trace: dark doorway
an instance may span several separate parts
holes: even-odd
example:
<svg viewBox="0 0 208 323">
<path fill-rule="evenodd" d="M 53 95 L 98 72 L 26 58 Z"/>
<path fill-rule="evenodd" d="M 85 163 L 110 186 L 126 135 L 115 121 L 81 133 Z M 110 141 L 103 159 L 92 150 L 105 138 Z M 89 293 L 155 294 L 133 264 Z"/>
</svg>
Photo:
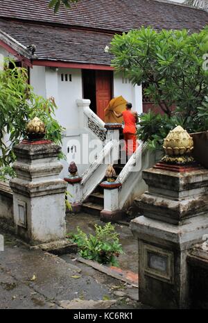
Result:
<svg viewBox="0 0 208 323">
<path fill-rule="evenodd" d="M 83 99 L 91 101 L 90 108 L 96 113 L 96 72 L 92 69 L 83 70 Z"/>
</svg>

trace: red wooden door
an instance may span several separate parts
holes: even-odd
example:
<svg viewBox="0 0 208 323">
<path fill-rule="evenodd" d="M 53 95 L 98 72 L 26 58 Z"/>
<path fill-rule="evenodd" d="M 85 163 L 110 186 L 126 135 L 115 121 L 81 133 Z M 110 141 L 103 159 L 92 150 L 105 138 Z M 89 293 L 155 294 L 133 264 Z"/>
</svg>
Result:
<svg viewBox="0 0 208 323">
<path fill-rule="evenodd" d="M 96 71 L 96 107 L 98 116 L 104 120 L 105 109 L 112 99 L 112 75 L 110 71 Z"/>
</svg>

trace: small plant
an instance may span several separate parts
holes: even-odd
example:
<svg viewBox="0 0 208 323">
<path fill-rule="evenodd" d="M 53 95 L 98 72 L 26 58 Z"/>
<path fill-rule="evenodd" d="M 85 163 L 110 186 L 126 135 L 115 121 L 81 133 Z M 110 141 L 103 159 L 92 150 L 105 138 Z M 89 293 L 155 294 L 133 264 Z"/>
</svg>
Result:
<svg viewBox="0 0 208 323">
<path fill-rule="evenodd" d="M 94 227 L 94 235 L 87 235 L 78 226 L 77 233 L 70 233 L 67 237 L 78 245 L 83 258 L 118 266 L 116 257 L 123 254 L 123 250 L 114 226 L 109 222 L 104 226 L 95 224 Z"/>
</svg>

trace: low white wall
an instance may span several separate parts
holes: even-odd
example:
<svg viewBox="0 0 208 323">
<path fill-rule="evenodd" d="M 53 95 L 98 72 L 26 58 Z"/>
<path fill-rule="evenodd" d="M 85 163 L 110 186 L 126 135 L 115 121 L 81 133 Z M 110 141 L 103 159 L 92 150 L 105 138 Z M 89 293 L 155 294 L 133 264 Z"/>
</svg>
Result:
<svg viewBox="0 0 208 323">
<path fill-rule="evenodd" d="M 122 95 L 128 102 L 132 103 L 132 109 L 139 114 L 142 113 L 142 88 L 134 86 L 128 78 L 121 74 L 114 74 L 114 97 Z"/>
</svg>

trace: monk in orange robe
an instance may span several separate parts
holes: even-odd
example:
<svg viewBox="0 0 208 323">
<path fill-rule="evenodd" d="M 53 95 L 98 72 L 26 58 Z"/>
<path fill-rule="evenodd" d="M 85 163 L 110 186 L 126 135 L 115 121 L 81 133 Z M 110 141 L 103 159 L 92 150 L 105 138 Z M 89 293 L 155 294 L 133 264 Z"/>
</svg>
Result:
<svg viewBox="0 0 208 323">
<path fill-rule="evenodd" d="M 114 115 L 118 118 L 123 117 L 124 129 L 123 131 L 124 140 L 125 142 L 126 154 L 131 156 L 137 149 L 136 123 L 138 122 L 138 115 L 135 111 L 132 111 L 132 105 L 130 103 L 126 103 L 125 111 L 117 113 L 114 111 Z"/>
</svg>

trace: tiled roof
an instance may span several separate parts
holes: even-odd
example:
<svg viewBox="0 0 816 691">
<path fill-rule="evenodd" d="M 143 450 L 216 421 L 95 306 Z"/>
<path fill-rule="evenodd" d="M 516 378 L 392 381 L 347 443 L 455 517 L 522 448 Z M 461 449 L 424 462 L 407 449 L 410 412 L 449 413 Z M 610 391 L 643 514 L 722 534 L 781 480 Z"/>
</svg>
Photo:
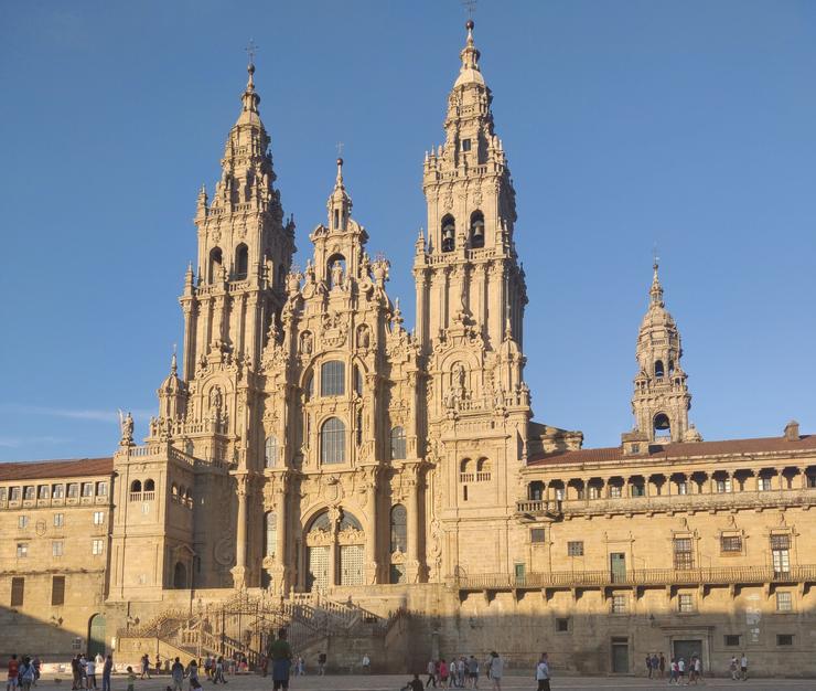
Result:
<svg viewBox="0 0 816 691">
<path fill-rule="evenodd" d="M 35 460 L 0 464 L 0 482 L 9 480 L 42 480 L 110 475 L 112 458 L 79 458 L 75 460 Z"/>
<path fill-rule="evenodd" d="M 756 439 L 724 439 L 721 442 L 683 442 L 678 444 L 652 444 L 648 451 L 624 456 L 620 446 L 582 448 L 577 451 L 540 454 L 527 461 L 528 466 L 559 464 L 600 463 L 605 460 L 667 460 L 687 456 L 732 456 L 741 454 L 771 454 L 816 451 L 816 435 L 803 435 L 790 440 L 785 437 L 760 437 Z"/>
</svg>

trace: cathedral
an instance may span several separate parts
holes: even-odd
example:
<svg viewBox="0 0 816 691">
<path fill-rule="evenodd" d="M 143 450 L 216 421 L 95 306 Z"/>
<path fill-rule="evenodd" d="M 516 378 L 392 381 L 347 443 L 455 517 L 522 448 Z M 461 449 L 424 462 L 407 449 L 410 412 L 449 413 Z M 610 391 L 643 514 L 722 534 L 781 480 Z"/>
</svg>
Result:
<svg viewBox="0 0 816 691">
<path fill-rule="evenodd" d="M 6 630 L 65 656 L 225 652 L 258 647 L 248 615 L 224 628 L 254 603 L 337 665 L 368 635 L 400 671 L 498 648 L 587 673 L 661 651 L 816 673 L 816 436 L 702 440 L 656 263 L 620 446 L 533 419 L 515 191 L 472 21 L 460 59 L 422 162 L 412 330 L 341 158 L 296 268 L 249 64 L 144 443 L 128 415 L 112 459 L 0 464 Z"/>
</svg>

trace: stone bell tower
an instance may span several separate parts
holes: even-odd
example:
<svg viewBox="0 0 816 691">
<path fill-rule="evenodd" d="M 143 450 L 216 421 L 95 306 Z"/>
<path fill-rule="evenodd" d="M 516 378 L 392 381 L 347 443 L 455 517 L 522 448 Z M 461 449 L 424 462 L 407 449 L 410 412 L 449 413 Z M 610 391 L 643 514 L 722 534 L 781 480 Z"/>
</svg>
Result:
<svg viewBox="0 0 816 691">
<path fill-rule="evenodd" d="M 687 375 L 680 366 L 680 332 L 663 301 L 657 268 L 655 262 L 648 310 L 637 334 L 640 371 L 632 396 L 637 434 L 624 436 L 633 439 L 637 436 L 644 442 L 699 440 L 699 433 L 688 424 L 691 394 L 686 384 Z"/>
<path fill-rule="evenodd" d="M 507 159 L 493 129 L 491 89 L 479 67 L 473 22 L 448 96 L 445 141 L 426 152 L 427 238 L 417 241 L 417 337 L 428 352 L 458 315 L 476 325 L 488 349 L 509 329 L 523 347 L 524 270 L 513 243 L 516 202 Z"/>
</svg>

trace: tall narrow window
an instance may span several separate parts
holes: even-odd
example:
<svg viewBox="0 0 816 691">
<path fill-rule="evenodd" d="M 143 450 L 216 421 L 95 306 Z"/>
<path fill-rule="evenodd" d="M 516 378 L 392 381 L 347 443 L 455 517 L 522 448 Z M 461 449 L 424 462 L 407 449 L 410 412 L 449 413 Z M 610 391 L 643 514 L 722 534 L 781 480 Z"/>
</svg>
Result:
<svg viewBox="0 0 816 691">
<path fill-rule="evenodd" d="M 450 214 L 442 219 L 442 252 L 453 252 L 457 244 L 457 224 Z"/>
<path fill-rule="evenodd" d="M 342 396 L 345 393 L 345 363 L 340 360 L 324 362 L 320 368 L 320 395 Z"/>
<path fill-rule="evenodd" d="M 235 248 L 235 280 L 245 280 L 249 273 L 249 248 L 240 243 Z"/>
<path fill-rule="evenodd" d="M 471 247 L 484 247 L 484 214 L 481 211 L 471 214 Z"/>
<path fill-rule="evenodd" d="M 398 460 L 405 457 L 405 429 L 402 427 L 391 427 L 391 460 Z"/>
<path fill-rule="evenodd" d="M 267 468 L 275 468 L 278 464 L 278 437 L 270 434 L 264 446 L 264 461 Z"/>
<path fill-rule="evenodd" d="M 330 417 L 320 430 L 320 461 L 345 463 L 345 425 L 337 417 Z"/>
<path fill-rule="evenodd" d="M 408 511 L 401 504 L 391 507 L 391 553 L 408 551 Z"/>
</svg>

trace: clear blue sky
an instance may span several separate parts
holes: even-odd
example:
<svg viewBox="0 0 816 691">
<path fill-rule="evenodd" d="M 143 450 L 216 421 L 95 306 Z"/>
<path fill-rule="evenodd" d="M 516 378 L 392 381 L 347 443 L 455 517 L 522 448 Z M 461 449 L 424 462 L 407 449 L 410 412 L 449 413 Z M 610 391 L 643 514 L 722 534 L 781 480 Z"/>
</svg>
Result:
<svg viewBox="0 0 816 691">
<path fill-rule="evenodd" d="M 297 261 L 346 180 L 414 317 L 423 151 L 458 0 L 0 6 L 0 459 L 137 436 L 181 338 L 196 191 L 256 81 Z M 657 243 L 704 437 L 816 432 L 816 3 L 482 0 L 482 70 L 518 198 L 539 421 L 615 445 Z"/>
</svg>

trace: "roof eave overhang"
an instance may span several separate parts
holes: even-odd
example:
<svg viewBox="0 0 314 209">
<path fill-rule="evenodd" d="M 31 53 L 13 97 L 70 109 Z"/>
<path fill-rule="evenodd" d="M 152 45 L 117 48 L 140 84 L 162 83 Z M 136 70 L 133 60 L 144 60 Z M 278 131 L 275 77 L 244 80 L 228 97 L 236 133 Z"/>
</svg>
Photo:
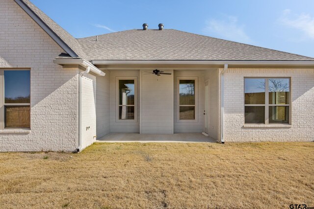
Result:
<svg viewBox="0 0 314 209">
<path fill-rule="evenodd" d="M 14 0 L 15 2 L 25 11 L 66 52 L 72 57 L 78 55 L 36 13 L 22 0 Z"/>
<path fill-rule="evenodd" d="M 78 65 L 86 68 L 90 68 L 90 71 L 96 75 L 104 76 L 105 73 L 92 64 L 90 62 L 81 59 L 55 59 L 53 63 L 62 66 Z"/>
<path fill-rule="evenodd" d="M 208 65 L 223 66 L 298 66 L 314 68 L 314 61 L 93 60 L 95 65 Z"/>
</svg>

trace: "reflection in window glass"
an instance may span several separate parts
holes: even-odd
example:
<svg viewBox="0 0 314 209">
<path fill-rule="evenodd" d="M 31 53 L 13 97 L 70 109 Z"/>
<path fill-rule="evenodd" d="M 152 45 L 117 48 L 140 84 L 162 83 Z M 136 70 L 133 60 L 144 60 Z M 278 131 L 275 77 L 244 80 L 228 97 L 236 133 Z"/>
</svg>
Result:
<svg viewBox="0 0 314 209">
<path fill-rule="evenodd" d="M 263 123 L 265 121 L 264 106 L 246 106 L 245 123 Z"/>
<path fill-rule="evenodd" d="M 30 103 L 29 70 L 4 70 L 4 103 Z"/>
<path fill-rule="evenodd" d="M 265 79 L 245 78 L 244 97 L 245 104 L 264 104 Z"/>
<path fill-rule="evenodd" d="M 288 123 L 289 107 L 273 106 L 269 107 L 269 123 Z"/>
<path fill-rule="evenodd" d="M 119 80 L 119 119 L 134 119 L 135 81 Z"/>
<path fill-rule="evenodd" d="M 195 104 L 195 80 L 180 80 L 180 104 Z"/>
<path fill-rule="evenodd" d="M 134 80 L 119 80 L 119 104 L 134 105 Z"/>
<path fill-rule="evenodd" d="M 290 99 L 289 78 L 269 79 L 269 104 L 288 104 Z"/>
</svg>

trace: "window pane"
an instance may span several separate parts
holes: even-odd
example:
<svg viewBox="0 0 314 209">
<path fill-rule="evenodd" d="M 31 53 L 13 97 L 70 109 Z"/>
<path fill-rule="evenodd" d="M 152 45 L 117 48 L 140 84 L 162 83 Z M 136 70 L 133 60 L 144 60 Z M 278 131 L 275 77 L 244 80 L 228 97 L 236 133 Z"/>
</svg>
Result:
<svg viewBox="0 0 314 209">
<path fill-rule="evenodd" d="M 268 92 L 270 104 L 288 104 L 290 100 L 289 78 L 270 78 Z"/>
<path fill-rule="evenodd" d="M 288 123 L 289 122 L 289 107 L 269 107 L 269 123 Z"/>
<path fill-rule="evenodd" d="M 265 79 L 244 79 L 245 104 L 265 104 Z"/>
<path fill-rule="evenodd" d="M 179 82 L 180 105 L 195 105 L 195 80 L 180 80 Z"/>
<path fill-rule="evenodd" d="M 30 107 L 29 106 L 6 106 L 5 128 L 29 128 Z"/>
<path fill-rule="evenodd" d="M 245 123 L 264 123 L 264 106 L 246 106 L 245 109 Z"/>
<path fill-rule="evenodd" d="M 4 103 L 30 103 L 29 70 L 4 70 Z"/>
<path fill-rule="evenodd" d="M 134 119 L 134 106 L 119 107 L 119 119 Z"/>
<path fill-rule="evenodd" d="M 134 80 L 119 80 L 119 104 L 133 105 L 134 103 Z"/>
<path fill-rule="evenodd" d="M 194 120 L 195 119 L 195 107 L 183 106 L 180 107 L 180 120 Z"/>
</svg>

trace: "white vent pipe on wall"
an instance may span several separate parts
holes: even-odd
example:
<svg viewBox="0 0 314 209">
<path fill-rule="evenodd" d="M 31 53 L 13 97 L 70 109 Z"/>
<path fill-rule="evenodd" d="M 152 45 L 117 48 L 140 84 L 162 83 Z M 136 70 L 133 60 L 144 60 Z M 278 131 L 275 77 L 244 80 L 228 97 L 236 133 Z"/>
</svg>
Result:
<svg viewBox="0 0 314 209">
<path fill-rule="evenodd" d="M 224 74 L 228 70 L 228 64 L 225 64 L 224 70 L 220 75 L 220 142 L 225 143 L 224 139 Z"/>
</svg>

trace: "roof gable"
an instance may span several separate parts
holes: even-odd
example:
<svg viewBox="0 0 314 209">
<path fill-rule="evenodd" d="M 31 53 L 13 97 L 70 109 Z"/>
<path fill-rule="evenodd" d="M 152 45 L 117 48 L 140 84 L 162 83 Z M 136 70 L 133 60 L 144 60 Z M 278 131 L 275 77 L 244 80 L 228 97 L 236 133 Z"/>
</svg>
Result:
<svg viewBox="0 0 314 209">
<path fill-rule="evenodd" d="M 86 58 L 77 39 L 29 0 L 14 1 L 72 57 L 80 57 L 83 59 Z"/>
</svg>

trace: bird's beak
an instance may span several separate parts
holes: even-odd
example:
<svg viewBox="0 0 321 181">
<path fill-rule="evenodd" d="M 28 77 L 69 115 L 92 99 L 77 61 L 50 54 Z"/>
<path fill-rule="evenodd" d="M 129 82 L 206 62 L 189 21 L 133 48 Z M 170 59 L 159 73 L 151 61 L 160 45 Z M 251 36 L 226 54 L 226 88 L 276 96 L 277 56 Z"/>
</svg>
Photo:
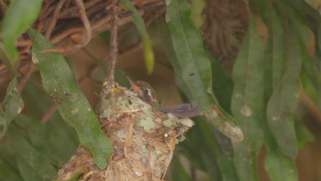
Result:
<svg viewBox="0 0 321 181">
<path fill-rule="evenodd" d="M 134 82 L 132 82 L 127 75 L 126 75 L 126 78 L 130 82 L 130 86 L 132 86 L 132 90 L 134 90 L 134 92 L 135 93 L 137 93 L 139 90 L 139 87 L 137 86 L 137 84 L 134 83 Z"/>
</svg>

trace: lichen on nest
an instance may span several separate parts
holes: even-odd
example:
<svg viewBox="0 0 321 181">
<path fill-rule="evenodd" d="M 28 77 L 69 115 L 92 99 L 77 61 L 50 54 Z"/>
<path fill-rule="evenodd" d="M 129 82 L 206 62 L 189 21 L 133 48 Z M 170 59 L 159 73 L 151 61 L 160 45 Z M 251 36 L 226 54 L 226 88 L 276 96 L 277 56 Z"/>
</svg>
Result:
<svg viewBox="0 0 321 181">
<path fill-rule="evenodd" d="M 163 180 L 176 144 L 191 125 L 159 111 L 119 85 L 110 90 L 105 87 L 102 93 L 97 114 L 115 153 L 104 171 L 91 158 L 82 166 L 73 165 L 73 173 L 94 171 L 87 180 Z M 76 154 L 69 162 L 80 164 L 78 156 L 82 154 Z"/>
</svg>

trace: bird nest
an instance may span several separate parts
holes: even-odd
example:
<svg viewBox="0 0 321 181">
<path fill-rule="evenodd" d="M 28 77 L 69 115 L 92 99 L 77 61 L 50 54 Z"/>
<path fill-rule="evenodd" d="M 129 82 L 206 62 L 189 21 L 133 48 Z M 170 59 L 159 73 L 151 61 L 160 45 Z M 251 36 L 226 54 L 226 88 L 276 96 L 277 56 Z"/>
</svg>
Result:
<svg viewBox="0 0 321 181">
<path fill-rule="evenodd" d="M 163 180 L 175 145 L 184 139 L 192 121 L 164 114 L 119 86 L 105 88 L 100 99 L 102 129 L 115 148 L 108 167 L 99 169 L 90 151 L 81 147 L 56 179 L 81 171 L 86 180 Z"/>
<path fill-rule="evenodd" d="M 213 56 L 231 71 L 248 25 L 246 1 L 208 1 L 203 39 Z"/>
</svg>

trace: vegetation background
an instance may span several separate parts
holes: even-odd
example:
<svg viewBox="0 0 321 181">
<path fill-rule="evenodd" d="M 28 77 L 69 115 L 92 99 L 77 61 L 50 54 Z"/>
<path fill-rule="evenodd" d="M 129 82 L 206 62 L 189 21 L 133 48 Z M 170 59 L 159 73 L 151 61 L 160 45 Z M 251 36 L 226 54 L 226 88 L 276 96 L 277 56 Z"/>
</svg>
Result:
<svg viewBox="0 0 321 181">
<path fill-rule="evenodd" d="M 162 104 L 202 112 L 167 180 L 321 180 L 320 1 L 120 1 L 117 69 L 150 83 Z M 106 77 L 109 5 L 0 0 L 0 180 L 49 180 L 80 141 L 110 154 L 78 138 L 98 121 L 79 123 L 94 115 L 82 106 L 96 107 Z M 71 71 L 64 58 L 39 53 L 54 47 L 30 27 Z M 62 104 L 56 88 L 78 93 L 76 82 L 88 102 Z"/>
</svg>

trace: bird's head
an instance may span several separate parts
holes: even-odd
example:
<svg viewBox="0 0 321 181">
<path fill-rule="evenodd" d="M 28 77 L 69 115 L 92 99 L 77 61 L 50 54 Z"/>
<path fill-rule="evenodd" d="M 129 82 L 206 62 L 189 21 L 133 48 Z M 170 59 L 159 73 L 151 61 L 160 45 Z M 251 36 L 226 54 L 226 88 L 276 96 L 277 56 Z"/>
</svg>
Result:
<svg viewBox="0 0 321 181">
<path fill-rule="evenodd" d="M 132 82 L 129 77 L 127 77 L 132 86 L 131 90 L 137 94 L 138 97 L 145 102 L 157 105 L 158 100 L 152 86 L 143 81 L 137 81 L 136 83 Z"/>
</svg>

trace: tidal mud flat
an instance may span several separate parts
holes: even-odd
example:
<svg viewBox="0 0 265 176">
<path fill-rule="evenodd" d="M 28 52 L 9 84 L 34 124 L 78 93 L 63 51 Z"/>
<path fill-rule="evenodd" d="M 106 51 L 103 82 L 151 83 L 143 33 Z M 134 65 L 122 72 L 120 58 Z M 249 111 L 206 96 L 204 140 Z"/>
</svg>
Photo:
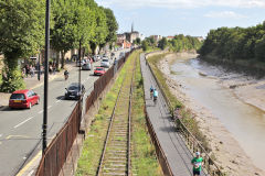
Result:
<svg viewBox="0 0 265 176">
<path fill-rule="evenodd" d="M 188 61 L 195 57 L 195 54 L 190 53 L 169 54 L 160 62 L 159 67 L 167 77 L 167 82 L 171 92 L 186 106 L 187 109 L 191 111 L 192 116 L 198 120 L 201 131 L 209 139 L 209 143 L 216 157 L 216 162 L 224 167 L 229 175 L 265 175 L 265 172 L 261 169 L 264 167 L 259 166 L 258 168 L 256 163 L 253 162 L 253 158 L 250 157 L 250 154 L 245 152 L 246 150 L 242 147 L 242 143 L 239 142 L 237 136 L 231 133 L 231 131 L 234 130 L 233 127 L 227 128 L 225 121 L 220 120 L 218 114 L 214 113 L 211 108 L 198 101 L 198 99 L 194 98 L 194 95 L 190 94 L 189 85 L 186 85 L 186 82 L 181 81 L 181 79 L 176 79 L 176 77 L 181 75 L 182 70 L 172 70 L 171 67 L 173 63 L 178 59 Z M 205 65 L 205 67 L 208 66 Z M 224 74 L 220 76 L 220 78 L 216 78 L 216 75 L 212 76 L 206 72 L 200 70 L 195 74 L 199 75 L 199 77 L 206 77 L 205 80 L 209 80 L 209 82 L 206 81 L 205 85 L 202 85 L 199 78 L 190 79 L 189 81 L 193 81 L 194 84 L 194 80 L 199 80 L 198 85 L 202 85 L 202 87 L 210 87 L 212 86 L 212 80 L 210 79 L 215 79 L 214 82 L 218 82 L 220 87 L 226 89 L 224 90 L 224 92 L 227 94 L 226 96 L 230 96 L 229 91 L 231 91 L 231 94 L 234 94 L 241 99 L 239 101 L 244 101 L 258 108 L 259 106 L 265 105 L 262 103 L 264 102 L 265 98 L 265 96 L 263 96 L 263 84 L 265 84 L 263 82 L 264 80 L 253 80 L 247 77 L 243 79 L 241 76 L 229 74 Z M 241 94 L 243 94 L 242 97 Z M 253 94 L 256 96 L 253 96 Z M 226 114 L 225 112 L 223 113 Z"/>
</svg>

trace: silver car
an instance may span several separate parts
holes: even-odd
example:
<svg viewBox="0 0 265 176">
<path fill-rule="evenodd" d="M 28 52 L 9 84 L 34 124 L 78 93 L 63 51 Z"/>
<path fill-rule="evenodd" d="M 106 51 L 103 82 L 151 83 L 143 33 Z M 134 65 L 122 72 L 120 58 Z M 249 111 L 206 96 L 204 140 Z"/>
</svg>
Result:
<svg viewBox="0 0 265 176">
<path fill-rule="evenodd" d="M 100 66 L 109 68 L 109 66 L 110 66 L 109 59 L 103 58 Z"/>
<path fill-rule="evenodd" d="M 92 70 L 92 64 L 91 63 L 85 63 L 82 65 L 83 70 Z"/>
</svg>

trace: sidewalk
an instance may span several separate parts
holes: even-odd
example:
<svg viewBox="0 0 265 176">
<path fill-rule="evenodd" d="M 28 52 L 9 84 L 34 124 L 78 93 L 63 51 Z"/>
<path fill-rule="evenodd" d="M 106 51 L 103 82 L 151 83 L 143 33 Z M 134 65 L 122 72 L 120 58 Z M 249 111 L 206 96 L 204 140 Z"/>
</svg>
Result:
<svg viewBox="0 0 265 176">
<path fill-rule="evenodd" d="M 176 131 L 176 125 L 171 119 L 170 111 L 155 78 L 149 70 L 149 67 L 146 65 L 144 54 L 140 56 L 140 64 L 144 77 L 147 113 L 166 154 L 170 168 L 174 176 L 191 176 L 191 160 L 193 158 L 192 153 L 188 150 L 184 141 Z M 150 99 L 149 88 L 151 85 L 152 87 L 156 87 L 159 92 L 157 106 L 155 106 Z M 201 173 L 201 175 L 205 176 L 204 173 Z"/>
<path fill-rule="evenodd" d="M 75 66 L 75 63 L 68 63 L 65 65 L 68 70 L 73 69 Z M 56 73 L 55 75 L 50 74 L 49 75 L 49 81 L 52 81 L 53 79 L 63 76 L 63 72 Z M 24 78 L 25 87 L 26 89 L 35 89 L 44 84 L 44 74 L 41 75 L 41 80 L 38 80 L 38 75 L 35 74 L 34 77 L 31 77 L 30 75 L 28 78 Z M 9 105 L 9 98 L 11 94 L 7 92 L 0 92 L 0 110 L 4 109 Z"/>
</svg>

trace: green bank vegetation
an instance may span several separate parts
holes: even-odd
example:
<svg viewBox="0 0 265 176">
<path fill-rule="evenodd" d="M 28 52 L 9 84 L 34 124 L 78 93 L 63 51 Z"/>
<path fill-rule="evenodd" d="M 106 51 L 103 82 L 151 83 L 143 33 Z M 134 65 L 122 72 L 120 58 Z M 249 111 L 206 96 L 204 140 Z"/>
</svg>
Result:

**练习说明**
请改写从含有“trace: stone bell tower”的那一行起、到含有“687 375 L 680”的那一行止的各行（首尾两行都包括在内），把“separate”替换为“distinct”，其余内容一律不变。

**练习答案**
trace: stone bell tower
an instance may span several distinct parts
holes: even-odd
example:
<svg viewBox="0 0 816 691">
<path fill-rule="evenodd" d="M 143 450 L 216 421 L 95 306 Z"/>
<path fill-rule="evenodd" d="M 516 378 L 392 381 L 347 443 L 455 517 L 522 448 Z M 461 449 L 424 462 L 407 449 L 410 412 L 449 413 Z M 610 391 L 643 514 L 722 534 L 781 480 Z"/>
</svg>
Result:
<svg viewBox="0 0 816 691">
<path fill-rule="evenodd" d="M 687 375 L 680 366 L 680 332 L 663 301 L 657 268 L 655 262 L 648 310 L 637 334 L 640 371 L 632 396 L 637 434 L 624 436 L 633 439 L 637 436 L 644 442 L 699 440 L 699 433 L 688 424 L 691 394 L 686 384 Z"/>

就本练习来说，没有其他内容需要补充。